Bogor (Antara Megapolitan) - Dosen Fakultas Ekonomi dan Bisnis Universitas Indonesia, Abdillah Ahsan mengatakan, kebiasaan merokok telah mempengaruhi kualitas gizi rumah tangga di Indonesia.

"Masalah gizi terkait lintas sektor, penyebab tidak langsung kurang gizi di Indonesia adalah salah satunya persediaan pangan terutama pada daya beli ekonomi keluaga pembeli rokok," kata Abdillah, dalam workshop "Mendorong Pelarangan Iklan, Promosi, Sponsor Rokok untuk Melindungi Anak Indonesia" yang diselenggarakan Aliansi Jurnalis Independen (AJI) Jakarta, di Kota Bogor, Jawa Barat, Minggu.

Menurut Abdillah, Indonesia saat ini darurat gizi, terjadi masalah gizi kurang (kurang energi protein, anemia, kurang vitamin A, dan gangguan akibat kurang yodium) dan masalah gizi lebih (overweight dan obesitas).

Selain itu, Indonesia juga menghadapi permasalahan kesehatan yakni penyakit menular (TBC,ISPA, penyakit infeksi lainnya), dan penyakit tidak menular (hipertensi, DM, stroke, dan PJK).

"Di negara maju sudah tidak ada lagi masalah gizi kurang, yang ada kelebihan gizi, dan tren lainnya penyakit menular berkurang, penyakit tidak menular meningkat," katanya.

Posisi masalah gizi di Indonesia cukup komplek, lanjutnya, memenuhi semua kategori yakni kategori A (kurus/pendek), kategori B (kurang vitamin A, dan zat besi) dan kategori c (overweight atau kelebihan berat badan).

Hasil studi dari tahun 2007 sampai 2013 menunjukkan, masalah gizi pada balita terus meningkat. Seperti gizi buruk tahun 2007 sebesar 5,4 pada tahun 2013 naik menjadi 5.7. Prevalensi balita dan wanita dengan gizi kurang juga meningkat, ada 37,2 persen balita pendek, dan 37,1 persen wanita hamil dengan anemia di tahun 2013.

* **Petunjuk Kerja**
**A.** Dalam teks tentang rokok dan gizi rumah tangga, berapa persen wanita hamil yang mengalami anemia pada tahun 2013?
**B.** Ringkas paragraf dalam teks tentang rokok dan gizi rumah tangga yang diawali "Menurut Abdillah, Indonesia saat ini darurat gizi" menjadi daftar butir dengan tetap mempertahankan fakta utamanya.
**C.** Lanjutkan teks tentang rokok dan gizi rumah tangga di atas, mulai setelah kalimat terakhirnya.

* **Cuplikan Data**
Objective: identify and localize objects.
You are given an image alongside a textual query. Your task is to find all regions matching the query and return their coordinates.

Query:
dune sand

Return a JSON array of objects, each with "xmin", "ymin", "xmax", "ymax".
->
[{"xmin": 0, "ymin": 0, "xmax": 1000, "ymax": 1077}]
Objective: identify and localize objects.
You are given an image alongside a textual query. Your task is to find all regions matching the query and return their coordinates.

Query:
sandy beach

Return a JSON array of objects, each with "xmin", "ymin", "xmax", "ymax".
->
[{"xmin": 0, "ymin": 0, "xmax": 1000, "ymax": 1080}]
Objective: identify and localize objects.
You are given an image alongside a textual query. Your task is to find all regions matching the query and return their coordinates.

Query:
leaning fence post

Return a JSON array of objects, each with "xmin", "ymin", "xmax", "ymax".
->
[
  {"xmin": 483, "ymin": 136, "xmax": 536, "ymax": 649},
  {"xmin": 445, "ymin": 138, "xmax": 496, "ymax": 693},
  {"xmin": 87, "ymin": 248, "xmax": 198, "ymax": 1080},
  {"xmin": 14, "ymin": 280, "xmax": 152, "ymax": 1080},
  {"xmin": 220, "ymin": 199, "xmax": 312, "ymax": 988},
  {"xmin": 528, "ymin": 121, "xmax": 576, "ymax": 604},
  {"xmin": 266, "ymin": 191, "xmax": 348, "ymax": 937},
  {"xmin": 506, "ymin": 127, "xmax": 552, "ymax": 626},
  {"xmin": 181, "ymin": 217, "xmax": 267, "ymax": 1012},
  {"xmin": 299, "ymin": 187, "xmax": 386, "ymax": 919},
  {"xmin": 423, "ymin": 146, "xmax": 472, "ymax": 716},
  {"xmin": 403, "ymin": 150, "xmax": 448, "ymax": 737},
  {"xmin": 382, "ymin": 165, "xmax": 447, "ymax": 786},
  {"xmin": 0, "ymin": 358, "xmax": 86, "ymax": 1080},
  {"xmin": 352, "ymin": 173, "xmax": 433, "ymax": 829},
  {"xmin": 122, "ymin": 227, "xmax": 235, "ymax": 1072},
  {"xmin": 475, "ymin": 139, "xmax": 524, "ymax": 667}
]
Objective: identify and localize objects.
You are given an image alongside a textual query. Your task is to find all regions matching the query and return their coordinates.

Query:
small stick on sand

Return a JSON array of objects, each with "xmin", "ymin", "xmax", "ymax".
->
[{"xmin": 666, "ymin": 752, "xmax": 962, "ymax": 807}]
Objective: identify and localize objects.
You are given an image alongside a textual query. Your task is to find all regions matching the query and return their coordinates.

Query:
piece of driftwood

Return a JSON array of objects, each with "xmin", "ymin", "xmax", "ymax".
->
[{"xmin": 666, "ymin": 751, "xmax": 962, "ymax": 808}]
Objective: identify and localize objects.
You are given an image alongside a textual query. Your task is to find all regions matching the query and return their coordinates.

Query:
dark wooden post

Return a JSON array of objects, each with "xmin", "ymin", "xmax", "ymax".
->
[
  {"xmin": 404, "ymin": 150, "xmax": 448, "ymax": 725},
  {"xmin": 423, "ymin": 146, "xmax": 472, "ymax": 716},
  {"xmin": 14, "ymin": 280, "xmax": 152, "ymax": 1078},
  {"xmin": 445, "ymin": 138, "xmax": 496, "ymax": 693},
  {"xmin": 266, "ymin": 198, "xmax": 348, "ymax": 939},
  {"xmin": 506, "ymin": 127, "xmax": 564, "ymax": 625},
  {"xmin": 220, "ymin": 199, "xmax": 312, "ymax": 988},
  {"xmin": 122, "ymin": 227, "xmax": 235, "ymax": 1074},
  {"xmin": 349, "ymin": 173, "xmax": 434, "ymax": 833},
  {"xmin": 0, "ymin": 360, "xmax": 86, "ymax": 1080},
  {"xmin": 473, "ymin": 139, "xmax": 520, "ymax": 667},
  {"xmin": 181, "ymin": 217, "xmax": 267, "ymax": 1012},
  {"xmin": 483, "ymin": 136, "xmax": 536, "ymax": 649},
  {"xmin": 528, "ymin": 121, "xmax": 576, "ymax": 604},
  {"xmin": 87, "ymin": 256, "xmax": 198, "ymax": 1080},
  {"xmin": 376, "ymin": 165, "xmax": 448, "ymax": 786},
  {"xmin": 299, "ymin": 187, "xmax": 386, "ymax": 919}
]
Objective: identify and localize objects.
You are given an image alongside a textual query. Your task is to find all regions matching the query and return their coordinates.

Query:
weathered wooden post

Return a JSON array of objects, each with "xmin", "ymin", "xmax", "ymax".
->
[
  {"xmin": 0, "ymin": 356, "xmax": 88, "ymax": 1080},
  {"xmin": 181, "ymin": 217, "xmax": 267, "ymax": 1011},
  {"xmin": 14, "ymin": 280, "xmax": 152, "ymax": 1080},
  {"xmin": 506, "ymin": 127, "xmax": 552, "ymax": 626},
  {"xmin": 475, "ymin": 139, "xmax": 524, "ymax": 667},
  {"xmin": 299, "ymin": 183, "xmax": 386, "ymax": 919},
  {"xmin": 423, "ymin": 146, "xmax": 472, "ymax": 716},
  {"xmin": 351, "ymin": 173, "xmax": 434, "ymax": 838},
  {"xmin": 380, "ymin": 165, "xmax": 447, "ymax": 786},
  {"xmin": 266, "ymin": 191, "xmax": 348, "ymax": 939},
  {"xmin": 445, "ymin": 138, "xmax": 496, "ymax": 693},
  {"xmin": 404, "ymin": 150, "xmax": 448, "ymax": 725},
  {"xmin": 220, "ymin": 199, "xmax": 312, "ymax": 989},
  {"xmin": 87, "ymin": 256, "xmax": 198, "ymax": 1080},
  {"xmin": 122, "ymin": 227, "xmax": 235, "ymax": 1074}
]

* **Soal Terjawab**
**A.** 37,1 persen.

**B.**
- Menurut Abdillah, Indonesia sedang mengalami darurat gizi.
- Masalah gizi kurang: kurang energi protein, anemia, kurang vitamin A, dan gangguan akibat kurang yodium.
- Masalah gizi lebih: overweight dan obesitas.

**C.**
"Indonesia salah satu dari 17 negara yang memiliki permasalahan kesehatan masyarakat, adanya stunting, dan kelebihan berat badan," katanya.

Abdillah mengaitkan persoalan gizi dengan daya beli masyarakat terhadap persediaan pangan. Kebiasaan merokok 12 batang per hari, jika disederhanakan dengan belanja telur, nominal tersebut dapat membeli kurang lebih setengah kilogram telur. Telur pangan yang baik untuk anak dalam meningkatkan gizinya.

Berdasarkan data BPS dari 258 juta penduduk Indonesia, jumlah penduduk miskin sekitar 27,76 juta jiwa atau 10,70 persen. Rokok kretek filter salah satu komoditi yang memberikan pengaruh besar terhadap garis kemiskinan (September 2015, BPS) yakni sebesar 8,08 persen di perkotaan, dan 7,68 persen di kawasan perdesaan. Rokok menempati psisinya nomor kedua setelah beras.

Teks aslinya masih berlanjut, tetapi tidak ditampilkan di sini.